Assignment:
Show the lines of the material that contain the word "below".
***** Records to use
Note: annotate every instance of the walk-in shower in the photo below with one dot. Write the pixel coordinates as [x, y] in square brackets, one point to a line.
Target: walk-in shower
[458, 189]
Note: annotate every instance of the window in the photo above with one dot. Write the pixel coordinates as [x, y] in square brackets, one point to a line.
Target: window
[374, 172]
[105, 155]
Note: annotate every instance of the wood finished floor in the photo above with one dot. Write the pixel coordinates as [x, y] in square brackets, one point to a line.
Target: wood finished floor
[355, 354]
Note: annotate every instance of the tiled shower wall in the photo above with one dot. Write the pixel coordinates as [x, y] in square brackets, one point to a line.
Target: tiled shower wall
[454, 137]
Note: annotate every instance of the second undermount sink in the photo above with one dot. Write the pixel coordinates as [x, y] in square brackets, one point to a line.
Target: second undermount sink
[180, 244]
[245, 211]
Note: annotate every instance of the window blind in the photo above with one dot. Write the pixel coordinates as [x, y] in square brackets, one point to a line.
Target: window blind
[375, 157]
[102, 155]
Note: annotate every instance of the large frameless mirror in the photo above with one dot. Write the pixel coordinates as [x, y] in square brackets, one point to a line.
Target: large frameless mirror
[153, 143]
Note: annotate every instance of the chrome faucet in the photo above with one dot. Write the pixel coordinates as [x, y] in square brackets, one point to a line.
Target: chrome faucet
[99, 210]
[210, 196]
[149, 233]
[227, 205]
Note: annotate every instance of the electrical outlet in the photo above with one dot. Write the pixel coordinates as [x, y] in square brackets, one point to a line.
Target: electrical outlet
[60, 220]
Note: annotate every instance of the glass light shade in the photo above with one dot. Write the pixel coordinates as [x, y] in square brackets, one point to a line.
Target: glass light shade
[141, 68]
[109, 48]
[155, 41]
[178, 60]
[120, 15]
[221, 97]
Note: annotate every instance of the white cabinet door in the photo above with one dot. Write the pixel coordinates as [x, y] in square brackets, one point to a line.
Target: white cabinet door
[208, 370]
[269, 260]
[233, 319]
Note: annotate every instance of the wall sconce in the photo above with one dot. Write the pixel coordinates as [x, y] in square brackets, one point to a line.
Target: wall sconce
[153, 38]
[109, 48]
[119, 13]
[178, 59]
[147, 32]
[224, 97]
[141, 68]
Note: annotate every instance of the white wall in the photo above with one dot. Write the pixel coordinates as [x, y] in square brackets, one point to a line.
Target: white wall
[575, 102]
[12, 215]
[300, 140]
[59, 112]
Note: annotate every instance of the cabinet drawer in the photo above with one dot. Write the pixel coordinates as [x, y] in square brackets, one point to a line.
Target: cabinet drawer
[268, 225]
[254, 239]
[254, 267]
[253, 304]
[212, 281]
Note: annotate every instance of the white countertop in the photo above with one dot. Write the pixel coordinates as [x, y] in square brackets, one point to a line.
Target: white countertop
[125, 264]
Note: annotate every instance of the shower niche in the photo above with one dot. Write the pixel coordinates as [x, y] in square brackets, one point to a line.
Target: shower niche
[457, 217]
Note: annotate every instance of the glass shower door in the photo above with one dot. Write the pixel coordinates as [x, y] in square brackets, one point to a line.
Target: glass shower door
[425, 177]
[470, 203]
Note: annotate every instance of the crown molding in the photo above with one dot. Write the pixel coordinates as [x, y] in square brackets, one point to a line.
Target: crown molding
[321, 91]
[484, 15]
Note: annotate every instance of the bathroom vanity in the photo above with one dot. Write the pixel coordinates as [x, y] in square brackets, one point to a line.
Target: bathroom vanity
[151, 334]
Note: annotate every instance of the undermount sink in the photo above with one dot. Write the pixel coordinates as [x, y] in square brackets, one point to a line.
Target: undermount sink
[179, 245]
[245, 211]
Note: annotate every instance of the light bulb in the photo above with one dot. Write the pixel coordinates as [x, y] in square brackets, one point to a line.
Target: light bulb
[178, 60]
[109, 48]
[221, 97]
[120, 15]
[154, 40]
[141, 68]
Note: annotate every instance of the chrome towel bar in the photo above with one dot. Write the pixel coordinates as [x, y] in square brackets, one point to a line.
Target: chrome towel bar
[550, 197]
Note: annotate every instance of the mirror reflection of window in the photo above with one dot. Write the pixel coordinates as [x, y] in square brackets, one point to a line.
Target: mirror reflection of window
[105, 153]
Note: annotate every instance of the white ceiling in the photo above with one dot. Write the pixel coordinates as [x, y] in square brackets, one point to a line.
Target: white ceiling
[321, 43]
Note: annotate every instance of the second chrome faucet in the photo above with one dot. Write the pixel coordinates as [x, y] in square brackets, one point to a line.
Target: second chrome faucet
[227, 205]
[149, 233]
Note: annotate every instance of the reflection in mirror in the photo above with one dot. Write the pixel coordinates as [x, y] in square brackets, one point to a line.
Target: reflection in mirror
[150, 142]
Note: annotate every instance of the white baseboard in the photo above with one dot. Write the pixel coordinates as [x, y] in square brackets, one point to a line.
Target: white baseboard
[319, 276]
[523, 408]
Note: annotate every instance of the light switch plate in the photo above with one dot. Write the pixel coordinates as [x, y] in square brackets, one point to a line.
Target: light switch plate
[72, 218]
**********
***** Records to use
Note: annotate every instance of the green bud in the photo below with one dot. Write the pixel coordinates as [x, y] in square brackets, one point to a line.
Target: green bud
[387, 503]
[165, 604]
**********
Solution to the exercise:
Note: annotate every instance of the walk-in shower in the photo below with one dot. Write the pixel coordinates as [x, y] in square brackets, one point to a line.
Note: annotate every instance of the green bud in the photo below with one dot. Write the pixel coordinates as [x, y] in square brackets, one point to a line.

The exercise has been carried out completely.